* Objective: Transcribe the lines of the data below, starting at the line that contains "of the hanging" and ending at the line that contains "172), (322, 190)]", with both of those lines included.
─── Records for this task
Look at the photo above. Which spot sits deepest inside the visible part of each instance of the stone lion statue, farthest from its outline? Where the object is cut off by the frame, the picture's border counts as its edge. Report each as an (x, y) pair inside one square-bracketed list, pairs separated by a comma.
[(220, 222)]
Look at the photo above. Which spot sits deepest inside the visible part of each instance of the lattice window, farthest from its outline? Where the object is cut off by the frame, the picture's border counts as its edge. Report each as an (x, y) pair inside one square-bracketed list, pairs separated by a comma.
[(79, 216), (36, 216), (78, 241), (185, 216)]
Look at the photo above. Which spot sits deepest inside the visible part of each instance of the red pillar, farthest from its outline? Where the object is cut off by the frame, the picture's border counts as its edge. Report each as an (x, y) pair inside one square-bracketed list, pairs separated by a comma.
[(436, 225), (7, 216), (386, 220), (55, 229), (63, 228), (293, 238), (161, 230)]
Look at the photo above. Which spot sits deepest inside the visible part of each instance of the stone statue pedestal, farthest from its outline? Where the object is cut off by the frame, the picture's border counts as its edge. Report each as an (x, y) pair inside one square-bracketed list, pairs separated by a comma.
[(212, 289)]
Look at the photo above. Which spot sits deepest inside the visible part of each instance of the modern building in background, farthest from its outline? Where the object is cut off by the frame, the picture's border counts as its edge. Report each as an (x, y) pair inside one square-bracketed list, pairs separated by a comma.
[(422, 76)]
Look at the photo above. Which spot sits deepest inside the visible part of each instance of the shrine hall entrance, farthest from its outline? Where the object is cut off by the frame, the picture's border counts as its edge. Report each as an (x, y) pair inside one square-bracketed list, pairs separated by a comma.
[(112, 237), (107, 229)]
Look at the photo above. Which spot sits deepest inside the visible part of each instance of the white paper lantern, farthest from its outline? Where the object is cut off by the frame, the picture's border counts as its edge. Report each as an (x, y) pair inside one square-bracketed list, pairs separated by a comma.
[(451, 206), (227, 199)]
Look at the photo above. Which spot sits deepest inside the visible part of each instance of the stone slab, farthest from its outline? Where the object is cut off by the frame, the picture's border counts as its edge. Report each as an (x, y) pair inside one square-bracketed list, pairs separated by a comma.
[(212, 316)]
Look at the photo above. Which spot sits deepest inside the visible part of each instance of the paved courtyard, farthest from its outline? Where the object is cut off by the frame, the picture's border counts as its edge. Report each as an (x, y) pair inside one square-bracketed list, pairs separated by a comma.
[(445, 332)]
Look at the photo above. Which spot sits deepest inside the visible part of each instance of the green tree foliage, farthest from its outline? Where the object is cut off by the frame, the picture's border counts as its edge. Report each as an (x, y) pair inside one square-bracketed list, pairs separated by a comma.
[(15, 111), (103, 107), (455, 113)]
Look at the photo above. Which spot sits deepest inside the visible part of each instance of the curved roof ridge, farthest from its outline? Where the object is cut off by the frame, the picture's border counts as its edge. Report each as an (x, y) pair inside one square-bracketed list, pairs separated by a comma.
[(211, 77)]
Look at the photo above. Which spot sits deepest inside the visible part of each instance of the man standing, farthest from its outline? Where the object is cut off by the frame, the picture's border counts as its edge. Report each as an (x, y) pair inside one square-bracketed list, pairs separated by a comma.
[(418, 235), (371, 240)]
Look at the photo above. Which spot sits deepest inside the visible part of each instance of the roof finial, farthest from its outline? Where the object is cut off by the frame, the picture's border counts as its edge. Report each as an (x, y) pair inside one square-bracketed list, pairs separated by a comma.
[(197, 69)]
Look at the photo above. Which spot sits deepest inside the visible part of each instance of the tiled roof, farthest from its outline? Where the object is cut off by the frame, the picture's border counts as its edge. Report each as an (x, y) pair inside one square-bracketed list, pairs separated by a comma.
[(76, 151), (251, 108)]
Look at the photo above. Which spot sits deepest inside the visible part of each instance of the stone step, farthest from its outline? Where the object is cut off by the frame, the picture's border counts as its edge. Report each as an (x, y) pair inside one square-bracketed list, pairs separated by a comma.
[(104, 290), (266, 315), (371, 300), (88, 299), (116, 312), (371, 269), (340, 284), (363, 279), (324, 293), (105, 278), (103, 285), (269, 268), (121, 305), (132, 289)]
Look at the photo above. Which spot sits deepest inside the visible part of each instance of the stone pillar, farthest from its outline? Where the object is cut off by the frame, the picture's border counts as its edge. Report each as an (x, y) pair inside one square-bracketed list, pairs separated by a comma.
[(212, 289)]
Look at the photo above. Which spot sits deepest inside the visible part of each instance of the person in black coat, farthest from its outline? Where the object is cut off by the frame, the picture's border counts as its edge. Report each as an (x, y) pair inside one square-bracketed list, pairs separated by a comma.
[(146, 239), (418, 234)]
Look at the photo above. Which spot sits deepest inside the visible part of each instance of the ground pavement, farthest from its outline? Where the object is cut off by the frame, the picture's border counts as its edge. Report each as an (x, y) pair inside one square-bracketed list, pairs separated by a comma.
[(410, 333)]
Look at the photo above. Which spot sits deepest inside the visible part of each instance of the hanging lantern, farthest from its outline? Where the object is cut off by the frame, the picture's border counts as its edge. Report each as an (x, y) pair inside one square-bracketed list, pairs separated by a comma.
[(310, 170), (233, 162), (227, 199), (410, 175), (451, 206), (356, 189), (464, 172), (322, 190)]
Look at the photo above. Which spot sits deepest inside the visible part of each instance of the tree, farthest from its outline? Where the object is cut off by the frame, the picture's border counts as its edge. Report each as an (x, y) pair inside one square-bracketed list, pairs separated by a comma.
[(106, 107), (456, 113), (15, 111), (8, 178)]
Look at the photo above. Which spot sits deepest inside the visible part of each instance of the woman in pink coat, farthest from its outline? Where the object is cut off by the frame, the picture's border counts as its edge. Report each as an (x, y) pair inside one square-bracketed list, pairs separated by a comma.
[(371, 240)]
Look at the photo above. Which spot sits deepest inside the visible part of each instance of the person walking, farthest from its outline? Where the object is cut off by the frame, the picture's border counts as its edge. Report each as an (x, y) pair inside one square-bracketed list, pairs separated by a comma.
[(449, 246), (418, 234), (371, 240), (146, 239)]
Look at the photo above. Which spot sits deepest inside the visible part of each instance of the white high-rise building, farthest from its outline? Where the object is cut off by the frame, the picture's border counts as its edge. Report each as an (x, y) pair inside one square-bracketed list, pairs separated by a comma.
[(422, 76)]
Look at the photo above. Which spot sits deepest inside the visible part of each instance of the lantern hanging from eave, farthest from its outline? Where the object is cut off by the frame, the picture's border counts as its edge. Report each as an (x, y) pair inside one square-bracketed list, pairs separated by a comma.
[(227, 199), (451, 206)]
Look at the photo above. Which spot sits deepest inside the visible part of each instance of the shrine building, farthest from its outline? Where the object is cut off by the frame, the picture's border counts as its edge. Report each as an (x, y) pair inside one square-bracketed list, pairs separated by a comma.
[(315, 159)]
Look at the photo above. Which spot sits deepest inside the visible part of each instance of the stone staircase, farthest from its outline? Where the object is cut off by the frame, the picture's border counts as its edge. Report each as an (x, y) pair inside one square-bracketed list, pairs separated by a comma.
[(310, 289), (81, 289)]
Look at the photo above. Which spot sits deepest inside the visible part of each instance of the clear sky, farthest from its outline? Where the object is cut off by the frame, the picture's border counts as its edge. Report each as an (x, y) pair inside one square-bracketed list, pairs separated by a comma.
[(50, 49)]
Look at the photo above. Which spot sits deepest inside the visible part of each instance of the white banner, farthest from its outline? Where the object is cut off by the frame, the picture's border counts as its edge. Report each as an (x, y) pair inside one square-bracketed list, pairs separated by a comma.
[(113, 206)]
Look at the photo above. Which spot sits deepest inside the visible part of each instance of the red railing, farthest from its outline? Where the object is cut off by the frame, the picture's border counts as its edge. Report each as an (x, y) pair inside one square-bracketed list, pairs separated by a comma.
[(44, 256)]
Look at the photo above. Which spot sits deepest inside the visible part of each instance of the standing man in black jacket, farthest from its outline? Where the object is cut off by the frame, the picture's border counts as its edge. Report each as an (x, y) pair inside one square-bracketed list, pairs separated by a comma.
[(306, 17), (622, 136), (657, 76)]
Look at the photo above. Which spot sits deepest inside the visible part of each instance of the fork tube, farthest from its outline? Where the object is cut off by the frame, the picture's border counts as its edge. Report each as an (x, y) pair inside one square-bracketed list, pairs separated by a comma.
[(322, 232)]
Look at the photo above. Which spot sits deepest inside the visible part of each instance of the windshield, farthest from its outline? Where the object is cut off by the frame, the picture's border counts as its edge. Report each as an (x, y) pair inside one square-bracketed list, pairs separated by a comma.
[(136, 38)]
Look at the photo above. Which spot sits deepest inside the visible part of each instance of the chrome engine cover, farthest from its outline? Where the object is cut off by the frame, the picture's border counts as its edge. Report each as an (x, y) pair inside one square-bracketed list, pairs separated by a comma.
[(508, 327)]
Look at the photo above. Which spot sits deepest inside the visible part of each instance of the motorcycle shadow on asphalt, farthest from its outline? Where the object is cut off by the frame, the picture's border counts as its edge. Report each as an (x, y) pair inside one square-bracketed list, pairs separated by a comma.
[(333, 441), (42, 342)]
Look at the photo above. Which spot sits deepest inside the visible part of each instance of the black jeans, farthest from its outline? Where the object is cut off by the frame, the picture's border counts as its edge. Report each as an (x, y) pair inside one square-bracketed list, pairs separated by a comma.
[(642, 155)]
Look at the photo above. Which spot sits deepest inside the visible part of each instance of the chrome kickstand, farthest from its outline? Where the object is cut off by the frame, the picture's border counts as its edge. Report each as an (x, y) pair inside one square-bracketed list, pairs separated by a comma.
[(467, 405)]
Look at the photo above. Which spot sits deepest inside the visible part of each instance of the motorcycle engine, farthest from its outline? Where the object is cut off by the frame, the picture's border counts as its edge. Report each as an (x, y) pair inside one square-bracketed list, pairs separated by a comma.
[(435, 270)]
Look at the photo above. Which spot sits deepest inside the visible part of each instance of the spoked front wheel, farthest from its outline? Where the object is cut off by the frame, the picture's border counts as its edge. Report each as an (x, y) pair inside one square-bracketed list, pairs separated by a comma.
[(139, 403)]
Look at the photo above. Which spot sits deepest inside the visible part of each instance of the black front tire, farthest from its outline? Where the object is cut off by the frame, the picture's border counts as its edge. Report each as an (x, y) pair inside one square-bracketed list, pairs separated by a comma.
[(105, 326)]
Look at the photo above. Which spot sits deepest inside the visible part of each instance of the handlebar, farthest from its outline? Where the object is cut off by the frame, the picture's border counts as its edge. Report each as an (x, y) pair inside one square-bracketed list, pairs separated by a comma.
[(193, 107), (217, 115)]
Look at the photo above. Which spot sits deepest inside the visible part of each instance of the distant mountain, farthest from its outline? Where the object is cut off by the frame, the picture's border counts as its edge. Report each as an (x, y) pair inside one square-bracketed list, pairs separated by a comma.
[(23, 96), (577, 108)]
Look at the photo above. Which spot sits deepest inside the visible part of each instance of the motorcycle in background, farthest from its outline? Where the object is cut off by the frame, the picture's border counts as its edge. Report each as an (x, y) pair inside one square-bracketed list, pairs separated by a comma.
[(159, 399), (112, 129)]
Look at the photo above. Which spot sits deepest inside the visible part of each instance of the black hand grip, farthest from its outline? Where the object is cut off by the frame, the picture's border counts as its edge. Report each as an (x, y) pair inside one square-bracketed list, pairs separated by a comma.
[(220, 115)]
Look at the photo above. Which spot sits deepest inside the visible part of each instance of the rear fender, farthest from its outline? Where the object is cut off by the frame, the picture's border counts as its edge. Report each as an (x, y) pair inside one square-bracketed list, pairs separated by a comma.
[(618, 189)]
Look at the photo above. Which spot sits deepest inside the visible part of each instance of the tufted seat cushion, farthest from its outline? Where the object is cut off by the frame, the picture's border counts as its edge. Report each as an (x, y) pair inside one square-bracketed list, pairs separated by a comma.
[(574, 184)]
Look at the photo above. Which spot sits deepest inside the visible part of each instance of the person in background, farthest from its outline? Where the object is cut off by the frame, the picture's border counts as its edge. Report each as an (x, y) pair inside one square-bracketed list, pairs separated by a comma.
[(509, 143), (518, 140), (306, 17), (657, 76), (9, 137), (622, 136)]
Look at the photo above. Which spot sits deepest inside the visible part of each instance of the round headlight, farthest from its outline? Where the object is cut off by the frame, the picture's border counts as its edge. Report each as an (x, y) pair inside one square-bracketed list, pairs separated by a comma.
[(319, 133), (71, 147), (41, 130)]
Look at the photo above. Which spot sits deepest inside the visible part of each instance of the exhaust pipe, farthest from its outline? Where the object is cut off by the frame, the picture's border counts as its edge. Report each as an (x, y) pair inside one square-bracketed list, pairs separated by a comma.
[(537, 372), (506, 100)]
──────
* In response:
Look at the photo above. Which spot sits deepest inside the visible part of each instance of the hanging lantern, farthest from its outline? Where the object is cut off by the frame, the picture's border counts as its edge. Report each as an (x, y) pair inside one square-bracketed list, pairs separated by a comma.
[(310, 170), (233, 162), (227, 199), (410, 175), (451, 206), (356, 189), (464, 172), (322, 190)]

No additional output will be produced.